◆ PASSAGE TO READ ◆
# # # # #
Lance Aksamit

Lance Aksamit

Lance Aksamit was born into a world dominated by two authoritarian regimes - one political and the other ontological. General Manuel Antonio Noriega Moreno was the Panamanian autocrat, and Jesus the benevolent dictator. These two regimes found themselves at odds in the backwater jungles of the Darien when Noriega accused Lance’s blind father of being a spy. The son of an ordained minister and missionary, Lance’s life was intended to have a straight and narrow trajectory and for a while it did. He grew up fully immersed in the Evangelical church, not some fringe element or offshoot, but mainstream nondenominational “born again” Evangelicalism. As a teen, he picketed abortion clinics, accosted strangers in the name of Jesus, and debated his teachers on the falsehoods of evolution, global warming, and Catholicism. He rarely failed to perform such Christly duties as warning fellow students about the dangerous lies humanists and atheists were busy propagating in the classrooms. As an active member and leader in Evangelical youth programs, Lance was a zealot.
# # # # #
◆ EXTRACTED DATA ◆
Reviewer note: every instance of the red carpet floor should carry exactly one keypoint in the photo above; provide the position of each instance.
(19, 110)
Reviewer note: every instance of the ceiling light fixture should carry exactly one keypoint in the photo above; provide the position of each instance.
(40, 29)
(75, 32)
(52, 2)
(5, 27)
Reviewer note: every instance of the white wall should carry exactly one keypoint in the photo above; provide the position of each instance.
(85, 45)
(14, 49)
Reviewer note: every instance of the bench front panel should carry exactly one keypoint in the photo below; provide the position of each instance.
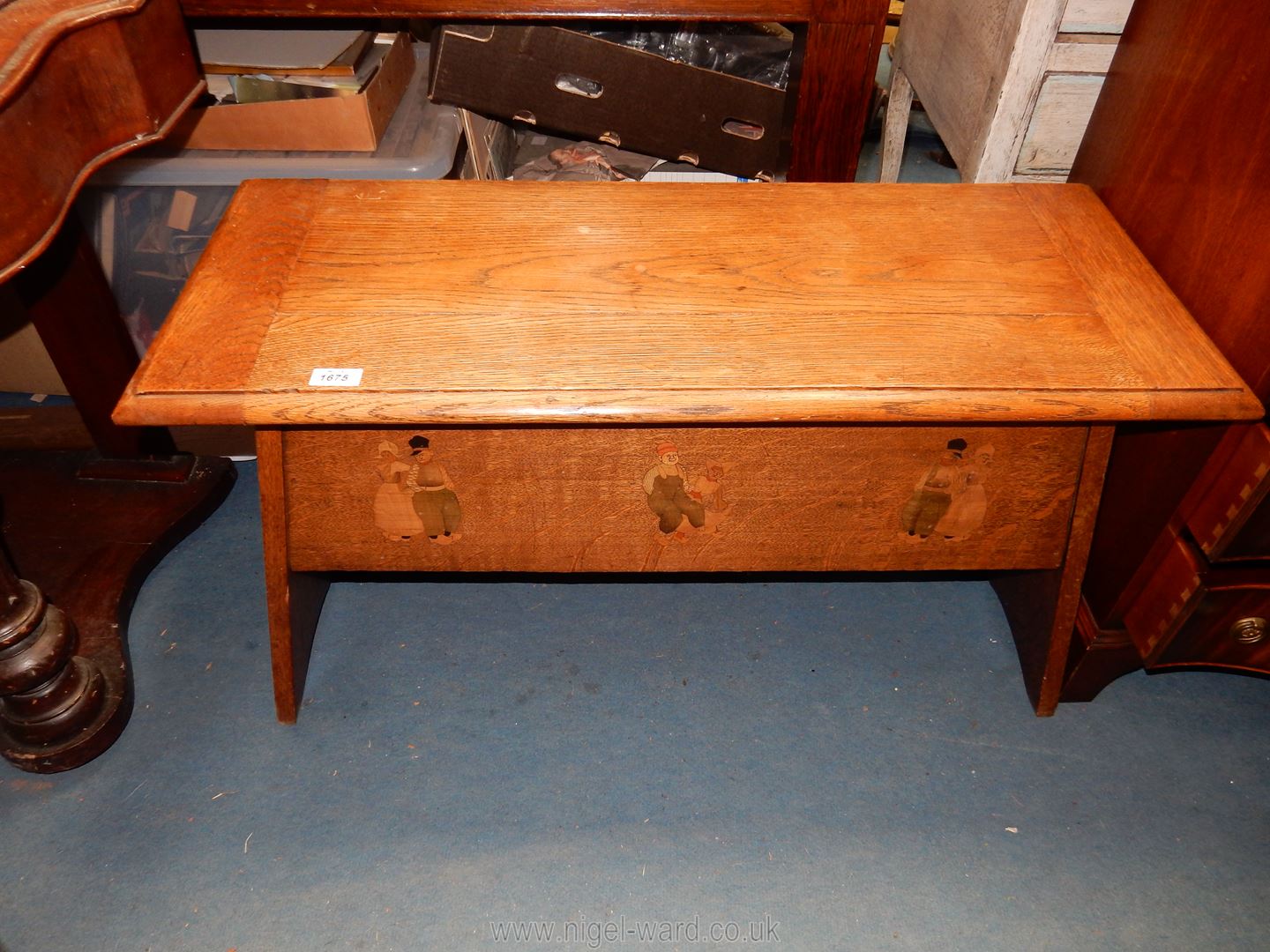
(681, 498)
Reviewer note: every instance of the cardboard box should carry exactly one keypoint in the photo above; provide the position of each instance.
(573, 83)
(333, 124)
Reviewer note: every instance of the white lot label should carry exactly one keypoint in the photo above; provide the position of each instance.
(335, 377)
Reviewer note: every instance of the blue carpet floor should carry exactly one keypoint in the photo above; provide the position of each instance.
(823, 766)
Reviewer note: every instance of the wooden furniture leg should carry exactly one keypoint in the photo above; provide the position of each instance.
(294, 598)
(1042, 606)
(86, 527)
(49, 693)
(894, 131)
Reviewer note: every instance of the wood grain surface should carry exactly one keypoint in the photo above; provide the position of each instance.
(551, 302)
(756, 498)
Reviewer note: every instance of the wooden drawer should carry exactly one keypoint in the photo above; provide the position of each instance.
(1058, 122)
(1192, 614)
(1227, 512)
(732, 499)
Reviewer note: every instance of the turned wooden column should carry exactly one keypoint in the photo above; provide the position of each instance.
(49, 695)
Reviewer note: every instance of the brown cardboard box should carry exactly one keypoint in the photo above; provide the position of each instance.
(573, 83)
(333, 124)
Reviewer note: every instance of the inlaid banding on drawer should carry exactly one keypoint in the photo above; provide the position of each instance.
(681, 499)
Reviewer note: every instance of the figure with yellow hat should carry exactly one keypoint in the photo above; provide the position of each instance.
(667, 489)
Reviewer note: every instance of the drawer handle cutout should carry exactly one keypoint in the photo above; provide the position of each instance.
(1249, 631)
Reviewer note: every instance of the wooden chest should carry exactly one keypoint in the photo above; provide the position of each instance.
(577, 378)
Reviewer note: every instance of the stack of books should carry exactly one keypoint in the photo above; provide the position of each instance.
(265, 66)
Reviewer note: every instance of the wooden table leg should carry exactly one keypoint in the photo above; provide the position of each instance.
(84, 528)
(1042, 606)
(295, 598)
(840, 61)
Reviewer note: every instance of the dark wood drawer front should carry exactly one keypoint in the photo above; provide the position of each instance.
(1229, 512)
(1195, 614)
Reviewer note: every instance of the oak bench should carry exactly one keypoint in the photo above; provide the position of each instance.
(545, 377)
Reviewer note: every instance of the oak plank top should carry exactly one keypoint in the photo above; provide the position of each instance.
(554, 302)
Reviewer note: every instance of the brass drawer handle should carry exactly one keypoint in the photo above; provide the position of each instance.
(1249, 631)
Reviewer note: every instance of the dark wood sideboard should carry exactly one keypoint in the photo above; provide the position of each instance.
(837, 46)
(1179, 150)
# # # # #
◆ TASK INSTRUCTIONS ◆
1/ Sum up the passage about Lance Aksamit in two sentences.
2/ Please continue the passage about Lance Aksamit, picking up after its last sentence.
Set the data aside; it plays no part in this.

◆ RESPONSES PER TASK ◆
1/ Lance Aksamit, the son of an ordained minister and missionary, was born into a world ruled by Noriega's Panamanian regime and by Jesus, and the two clashed in the Darien when Noriega accused his blind father of being a spy. He grew up immersed in mainstream Evangelicalism and, as a teen and youth leader, was a zealot who picketed abortion clinics, accosted strangers in the name of Jesus, and debated his teachers on evolution, global warming, and Catholicism.

2/
The unthinking convictions Lance adopted at a young age would later propel him into close proximity with the Alt-right. They hawked secret and suppressed knowledge that smelled of home. Ultimately, his flirtation with right-wing conspiracy theorists fizzled out. However, his short-lived immersion in the burgeoning Alt-right did provide a unique perspective from which to critique. Lance found his way from Christian fundamentalism to atheism and from right-wing conservatism to Marxist humanism over the course of 8 years while he traveled the globe.

Lance is currently a high school history teacher by profession who employs his love of both storytelling and pedagogy in his compelling narratives. He lives in Claxton, Georgia.